══ Exercise data ══

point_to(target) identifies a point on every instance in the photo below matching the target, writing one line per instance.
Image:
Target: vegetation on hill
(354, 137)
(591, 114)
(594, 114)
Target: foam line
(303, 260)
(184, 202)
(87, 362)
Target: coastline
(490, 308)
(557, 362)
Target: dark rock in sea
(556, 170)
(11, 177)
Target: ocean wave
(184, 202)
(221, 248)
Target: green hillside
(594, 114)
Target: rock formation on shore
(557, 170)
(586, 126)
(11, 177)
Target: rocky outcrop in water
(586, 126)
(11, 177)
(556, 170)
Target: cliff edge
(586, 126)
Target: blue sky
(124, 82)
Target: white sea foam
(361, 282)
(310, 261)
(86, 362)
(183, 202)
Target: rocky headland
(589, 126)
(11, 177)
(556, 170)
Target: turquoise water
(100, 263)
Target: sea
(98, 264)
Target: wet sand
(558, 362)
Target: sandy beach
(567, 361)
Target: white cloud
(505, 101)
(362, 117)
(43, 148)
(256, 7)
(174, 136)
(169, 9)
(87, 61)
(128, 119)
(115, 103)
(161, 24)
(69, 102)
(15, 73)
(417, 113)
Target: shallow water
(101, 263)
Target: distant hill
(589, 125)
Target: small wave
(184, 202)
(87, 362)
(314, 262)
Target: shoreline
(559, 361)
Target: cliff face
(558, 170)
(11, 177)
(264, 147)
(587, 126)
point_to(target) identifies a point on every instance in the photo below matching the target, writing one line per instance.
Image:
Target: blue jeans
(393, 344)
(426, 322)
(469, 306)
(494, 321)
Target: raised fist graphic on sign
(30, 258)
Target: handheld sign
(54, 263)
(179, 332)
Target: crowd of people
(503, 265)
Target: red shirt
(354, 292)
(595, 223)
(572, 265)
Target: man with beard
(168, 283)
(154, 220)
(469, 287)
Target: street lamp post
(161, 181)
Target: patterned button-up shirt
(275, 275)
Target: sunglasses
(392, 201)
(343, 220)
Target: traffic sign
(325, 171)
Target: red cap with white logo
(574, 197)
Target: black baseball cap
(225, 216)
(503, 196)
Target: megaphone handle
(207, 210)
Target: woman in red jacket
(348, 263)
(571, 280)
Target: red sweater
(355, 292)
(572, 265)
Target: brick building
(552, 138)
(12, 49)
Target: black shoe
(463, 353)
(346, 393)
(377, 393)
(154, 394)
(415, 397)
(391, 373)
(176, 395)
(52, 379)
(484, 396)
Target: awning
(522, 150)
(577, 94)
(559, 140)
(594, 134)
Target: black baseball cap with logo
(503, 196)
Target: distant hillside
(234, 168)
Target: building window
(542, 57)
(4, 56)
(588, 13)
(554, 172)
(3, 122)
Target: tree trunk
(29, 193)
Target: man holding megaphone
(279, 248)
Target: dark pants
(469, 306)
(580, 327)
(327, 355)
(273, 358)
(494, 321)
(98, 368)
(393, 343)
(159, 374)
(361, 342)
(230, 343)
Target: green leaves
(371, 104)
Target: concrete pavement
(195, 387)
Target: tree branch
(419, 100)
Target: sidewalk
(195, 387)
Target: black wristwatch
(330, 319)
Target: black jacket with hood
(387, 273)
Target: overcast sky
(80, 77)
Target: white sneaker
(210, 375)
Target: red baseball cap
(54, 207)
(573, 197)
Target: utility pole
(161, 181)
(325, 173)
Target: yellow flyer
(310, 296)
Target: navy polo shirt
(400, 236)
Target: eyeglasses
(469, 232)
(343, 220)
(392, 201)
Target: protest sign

═══

Task description> Without omitting anything, output the data verbatim.

Solution for this task>
point_to(target) identifies a point on every instance in the photo below matching the target, writing one line per instance.
Image:
Target: vegetation on hill
(354, 137)
(591, 114)
(594, 114)
Target: foam line
(303, 260)
(184, 202)
(87, 362)
Target: coastline
(490, 308)
(557, 362)
Target: dark rock in sea
(556, 170)
(11, 177)
Target: ocean wave
(184, 202)
(221, 248)
Target: green hillside
(594, 114)
Target: rock formation on shore
(557, 170)
(586, 126)
(11, 177)
Target: rocky outcrop in water
(586, 126)
(11, 177)
(556, 170)
Target: cliff edge
(586, 126)
Target: blue sky
(124, 82)
Target: white sea foam
(361, 282)
(310, 261)
(86, 362)
(183, 202)
Target: rocky headland
(589, 126)
(11, 177)
(556, 170)
Target: turquoise water
(100, 263)
Target: sea
(98, 264)
Target: wet sand
(558, 362)
Target: sandy beach
(567, 361)
Target: white cloud
(505, 101)
(362, 117)
(43, 148)
(256, 7)
(174, 136)
(169, 9)
(87, 61)
(128, 119)
(115, 103)
(161, 24)
(69, 102)
(15, 73)
(417, 113)
Target: shallow water
(101, 263)
Target: distant hill
(589, 125)
Target: small wave
(184, 202)
(87, 362)
(314, 262)
Target: shoreline
(559, 361)
Target: cliff face
(558, 170)
(11, 177)
(264, 147)
(587, 126)
point_to(target) identifies a point on every instance in the photo below matching the target, writing one line per instance.
Image:
Target: blue jeans
(393, 344)
(426, 322)
(469, 306)
(494, 321)
Target: raised fist graphic on sign
(30, 258)
Target: handheld sign
(54, 263)
(179, 332)
Target: crowd of people
(503, 265)
Target: red shirt
(354, 292)
(595, 223)
(572, 265)
Target: man with beard
(168, 283)
(154, 220)
(469, 287)
Target: street lamp post
(161, 181)
Target: patterned button-up shirt
(275, 275)
Target: sunglasses
(392, 201)
(343, 220)
Target: traffic sign
(325, 171)
Target: red cap with white logo
(574, 197)
Target: black baseball cap
(225, 216)
(503, 196)
Target: megaphone handle
(207, 210)
Target: woman in red jacket
(348, 263)
(571, 280)
Target: red sweater
(355, 292)
(572, 265)
Target: brick building
(552, 138)
(12, 49)
Target: black shoe
(463, 353)
(346, 393)
(377, 393)
(154, 394)
(415, 397)
(391, 373)
(176, 395)
(52, 379)
(484, 396)
Target: awning
(522, 150)
(577, 94)
(559, 140)
(594, 134)
Target: black baseball cap with logo
(503, 196)
Target: distant hillside
(234, 168)
Target: building window
(542, 57)
(4, 56)
(588, 13)
(554, 172)
(3, 122)
Target: tree trunk
(29, 193)
Target: man holding megaphone
(279, 248)
Target: dark pants
(469, 306)
(580, 327)
(327, 355)
(273, 358)
(494, 321)
(98, 368)
(393, 343)
(159, 374)
(361, 342)
(230, 343)
Target: green leaves
(371, 104)
Target: concrete pavement
(195, 387)
Target: tree branch
(419, 100)
Target: sidewalk
(195, 387)
Target: black wristwatch
(330, 319)
Target: black jacket with hood
(387, 273)
Target: overcast sky
(80, 77)
Target: white sneaker
(210, 375)
Target: red baseball cap
(54, 207)
(573, 197)
Target: utility pole
(161, 181)
(325, 173)
Target: yellow flyer
(310, 296)
Target: navy polo shirt
(400, 236)
Target: eyeglasses
(469, 232)
(343, 220)
(392, 201)
Target: protest sign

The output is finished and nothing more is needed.